*** PROVIDED ENTRIES ***
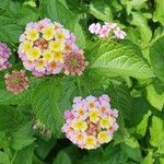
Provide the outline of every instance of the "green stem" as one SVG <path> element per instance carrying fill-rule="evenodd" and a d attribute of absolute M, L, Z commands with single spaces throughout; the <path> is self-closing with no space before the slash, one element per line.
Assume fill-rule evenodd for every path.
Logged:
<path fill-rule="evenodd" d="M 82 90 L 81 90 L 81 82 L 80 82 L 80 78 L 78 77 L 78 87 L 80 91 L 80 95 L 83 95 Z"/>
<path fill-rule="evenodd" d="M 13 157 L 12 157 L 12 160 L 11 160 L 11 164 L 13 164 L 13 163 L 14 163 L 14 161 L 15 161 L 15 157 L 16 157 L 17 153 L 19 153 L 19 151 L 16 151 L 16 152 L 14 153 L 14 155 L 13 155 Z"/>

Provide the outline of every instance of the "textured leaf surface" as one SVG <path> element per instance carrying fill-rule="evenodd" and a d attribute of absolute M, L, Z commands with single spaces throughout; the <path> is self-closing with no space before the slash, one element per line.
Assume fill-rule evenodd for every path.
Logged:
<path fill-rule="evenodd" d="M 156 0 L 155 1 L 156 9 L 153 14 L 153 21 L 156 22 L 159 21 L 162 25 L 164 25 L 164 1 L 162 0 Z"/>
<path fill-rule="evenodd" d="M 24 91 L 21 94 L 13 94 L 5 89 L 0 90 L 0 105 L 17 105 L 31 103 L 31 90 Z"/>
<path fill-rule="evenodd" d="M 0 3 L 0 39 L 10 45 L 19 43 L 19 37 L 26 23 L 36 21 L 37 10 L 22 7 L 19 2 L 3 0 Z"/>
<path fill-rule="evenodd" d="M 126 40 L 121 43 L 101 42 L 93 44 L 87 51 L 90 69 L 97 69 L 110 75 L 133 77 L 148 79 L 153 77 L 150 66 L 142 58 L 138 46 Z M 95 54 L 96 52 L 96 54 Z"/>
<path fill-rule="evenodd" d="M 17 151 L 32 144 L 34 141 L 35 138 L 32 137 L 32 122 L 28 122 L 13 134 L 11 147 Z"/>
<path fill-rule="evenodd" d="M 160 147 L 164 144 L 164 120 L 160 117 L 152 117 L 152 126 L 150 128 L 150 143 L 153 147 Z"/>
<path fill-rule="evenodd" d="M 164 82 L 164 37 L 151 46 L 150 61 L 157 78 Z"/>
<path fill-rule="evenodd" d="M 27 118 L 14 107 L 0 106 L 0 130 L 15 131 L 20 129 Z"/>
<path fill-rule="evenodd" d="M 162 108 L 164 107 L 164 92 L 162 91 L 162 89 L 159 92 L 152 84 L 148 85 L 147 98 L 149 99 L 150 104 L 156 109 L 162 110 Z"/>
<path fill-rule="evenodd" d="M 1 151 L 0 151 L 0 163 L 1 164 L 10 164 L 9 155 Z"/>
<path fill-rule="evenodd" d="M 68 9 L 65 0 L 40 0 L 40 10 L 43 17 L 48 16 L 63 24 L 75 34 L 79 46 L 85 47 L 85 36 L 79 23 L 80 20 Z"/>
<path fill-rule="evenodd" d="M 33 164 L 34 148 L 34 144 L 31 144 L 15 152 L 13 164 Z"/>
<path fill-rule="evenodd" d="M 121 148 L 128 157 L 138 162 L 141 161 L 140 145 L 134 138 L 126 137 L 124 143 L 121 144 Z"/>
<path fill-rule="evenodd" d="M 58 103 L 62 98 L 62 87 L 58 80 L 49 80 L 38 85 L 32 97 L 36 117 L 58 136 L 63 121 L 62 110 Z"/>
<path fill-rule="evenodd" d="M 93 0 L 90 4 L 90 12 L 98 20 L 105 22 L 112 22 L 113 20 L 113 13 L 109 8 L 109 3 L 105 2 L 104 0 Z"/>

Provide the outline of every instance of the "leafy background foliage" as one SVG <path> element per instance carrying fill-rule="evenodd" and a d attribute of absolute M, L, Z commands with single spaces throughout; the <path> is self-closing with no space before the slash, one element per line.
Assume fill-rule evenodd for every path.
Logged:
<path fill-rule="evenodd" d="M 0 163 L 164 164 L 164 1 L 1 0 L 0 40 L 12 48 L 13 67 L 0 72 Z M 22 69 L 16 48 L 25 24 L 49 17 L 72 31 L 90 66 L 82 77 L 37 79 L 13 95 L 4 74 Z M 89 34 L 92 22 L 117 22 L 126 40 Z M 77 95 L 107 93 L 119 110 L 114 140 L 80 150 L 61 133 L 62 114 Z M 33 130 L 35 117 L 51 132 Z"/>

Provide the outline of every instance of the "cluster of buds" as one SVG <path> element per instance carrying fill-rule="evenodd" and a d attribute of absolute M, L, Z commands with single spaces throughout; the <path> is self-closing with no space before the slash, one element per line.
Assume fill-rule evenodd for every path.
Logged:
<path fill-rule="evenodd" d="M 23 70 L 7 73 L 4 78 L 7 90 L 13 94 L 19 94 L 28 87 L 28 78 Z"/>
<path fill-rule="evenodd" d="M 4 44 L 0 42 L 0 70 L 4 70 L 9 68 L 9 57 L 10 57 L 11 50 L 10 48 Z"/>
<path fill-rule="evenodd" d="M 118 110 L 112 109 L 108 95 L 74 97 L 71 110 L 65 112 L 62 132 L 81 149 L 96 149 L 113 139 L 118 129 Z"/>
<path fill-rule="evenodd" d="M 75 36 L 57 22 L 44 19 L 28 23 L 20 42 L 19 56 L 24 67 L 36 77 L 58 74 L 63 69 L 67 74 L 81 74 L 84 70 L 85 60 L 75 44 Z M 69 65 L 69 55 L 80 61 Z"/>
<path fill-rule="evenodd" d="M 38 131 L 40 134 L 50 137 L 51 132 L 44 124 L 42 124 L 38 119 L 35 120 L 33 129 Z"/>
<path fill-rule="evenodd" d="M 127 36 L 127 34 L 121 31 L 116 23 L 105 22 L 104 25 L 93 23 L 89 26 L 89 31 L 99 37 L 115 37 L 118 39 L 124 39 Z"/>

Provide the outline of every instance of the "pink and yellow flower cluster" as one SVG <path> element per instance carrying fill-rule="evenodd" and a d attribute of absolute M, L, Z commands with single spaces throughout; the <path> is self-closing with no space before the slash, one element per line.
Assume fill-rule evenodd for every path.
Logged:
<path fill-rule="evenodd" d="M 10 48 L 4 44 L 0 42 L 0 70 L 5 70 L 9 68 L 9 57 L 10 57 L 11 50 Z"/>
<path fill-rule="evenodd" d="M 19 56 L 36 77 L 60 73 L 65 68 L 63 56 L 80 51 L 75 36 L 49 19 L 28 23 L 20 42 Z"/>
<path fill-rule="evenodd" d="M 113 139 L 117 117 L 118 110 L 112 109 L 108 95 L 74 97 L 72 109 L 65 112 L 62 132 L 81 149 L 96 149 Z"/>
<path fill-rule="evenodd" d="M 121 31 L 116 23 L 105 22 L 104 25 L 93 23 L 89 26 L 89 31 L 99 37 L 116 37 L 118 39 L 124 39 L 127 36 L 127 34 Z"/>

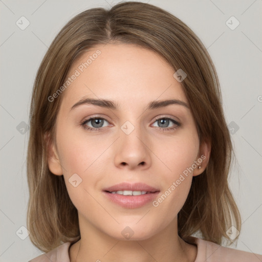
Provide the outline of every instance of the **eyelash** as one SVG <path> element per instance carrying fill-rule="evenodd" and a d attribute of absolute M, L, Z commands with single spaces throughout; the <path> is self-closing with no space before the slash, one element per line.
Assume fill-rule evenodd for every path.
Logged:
***
*** PROVIDED ENTRIES ***
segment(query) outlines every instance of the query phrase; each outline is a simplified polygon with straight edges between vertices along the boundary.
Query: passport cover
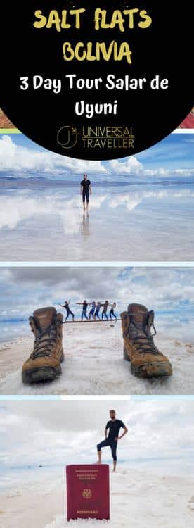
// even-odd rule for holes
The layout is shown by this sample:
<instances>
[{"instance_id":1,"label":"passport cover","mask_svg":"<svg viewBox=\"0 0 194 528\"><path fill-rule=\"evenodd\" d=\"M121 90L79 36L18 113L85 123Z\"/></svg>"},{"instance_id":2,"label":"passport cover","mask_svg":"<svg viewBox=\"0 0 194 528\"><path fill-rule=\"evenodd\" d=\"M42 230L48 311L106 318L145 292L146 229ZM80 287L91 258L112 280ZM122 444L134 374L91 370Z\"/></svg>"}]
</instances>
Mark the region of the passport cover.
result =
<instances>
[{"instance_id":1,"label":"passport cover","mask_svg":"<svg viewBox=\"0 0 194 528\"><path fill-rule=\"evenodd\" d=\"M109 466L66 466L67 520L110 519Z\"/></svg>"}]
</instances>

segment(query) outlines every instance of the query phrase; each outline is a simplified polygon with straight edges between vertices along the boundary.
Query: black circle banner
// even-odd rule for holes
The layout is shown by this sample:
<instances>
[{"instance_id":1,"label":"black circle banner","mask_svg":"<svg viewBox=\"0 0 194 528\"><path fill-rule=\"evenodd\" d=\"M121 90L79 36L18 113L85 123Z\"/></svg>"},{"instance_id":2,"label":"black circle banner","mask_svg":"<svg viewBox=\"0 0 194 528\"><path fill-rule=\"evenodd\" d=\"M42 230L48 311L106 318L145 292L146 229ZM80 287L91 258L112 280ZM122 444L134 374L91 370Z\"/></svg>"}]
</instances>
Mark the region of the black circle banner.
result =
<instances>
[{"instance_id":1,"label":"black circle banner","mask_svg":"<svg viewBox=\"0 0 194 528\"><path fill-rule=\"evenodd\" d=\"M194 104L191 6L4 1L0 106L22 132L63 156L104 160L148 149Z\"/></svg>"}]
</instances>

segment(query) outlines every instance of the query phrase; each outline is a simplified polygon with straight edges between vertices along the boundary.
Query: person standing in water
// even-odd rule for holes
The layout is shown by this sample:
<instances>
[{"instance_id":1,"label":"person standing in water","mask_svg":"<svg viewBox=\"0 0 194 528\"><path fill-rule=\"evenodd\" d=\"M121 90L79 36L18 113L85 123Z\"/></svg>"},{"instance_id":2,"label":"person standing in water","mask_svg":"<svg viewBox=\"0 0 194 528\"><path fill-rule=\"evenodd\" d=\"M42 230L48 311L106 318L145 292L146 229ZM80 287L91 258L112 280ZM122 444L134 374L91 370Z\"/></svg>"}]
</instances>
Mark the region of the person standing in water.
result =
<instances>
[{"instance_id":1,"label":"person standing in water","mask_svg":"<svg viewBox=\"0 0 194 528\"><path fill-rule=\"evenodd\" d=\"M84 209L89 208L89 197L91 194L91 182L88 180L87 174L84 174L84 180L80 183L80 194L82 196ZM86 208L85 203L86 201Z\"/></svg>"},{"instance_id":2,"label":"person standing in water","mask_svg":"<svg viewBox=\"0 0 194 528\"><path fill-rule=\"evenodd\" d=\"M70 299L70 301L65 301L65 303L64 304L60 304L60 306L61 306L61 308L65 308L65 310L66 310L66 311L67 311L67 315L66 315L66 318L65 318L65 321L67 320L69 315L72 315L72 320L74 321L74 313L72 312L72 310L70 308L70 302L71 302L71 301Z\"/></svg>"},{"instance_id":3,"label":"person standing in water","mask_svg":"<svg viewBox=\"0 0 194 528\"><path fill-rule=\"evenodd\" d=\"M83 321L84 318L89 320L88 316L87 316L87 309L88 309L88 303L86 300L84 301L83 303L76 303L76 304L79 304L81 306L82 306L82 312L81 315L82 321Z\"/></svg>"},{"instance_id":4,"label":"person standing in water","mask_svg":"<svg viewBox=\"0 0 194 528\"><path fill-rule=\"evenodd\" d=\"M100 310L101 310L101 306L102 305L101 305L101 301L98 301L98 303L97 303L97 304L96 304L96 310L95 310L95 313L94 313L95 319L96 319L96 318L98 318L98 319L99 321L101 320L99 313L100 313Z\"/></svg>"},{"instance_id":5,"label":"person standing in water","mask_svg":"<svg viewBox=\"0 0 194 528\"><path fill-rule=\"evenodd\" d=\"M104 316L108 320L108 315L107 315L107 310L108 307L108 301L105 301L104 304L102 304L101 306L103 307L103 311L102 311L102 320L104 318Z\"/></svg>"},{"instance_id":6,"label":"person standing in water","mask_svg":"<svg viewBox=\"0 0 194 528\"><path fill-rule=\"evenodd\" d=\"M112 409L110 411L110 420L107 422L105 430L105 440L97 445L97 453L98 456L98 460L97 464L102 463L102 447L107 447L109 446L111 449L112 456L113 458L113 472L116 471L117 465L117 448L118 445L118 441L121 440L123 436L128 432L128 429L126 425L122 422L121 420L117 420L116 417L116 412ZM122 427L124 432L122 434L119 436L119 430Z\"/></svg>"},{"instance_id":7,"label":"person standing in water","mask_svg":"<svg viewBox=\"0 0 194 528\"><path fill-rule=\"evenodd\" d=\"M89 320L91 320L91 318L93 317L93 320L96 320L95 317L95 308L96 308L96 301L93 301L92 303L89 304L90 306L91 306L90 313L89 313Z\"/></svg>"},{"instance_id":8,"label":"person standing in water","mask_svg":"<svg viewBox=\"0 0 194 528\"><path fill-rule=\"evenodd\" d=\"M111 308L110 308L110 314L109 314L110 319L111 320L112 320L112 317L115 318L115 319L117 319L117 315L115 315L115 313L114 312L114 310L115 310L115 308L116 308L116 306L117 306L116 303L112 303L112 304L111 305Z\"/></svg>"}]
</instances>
***
*** PROVIDED ENTRIES ***
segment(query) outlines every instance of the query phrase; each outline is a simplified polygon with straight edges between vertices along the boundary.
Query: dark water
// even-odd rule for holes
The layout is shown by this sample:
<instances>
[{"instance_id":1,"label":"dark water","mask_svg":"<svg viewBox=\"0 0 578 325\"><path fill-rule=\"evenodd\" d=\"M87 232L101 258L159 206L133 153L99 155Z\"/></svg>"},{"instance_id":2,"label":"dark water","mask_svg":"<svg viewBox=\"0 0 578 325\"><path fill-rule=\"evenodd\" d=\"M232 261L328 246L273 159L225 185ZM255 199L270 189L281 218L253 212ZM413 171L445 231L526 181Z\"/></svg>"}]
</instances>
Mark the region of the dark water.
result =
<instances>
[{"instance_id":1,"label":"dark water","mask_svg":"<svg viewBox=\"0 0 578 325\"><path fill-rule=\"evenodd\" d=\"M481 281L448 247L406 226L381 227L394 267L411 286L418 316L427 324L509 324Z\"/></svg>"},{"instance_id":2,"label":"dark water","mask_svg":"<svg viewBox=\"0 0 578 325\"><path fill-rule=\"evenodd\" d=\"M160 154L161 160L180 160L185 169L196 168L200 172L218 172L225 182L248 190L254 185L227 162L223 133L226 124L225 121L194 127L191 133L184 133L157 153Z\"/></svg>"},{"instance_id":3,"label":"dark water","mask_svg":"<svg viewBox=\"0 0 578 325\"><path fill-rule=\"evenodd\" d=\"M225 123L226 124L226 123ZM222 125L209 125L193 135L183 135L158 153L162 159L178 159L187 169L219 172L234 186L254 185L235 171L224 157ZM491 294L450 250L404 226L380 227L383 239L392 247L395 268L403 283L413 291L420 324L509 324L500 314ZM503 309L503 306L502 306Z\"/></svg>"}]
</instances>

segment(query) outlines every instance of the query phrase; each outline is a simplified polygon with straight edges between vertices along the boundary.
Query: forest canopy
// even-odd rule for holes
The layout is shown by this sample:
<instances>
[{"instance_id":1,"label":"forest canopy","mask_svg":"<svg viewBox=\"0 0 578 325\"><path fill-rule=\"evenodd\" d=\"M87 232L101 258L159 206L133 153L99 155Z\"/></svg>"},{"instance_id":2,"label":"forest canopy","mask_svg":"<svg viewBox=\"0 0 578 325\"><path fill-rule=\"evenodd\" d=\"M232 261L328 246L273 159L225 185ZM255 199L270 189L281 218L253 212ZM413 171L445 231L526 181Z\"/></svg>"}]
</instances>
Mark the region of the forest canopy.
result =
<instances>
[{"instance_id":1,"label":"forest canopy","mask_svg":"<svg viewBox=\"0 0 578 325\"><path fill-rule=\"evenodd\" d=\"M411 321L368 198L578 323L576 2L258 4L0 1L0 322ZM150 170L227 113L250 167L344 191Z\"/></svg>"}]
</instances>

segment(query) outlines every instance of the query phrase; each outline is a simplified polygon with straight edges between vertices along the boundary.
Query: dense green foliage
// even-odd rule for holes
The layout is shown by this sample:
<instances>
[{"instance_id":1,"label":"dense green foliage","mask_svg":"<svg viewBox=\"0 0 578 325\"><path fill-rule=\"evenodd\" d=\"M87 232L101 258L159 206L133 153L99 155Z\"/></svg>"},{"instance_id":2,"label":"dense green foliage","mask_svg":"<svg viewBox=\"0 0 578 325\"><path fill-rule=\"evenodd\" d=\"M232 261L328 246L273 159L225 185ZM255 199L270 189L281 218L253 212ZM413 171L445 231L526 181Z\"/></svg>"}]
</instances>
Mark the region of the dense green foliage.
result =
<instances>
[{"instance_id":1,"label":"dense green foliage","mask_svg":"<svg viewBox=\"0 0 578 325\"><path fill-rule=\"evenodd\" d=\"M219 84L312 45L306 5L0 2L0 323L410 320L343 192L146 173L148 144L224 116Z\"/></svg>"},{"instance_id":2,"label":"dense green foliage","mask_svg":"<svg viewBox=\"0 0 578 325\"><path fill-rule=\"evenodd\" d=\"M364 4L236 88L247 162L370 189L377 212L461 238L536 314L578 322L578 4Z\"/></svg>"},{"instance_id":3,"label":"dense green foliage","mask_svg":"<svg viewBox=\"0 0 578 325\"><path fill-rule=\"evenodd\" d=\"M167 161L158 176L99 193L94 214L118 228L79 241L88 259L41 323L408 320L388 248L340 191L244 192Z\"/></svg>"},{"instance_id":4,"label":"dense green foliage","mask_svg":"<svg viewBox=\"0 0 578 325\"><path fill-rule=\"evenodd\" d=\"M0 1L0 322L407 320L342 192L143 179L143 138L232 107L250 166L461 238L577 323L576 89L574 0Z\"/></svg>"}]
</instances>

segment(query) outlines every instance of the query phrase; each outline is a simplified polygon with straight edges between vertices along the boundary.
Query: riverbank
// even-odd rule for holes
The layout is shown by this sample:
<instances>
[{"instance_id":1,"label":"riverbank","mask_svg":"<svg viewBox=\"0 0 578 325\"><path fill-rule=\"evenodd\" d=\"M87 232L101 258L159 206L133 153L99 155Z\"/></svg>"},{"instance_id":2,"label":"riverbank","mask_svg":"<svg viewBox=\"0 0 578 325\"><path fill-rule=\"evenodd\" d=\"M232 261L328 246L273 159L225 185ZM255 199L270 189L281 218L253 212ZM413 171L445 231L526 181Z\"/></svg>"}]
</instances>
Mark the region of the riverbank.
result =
***
Write out the material from the line containing "and yellow flower" up to and including the line containing "10 48 L 4 44", reproducing each line without alteration.

COMPLETE OUTPUT:
Provide the outline of every instance of the "pink and yellow flower cluster" as one SVG <path> element per instance carrying fill-rule="evenodd" and a d attribute of absolute M, L, Z commands with single spaces throughout; the <path> is self-closing with no space before the slash, one element per line.
Assume fill-rule evenodd for every path.
Logged:
<path fill-rule="evenodd" d="M 10 48 L 4 44 L 0 42 L 0 70 L 5 70 L 9 68 L 9 57 L 10 57 L 11 50 Z"/>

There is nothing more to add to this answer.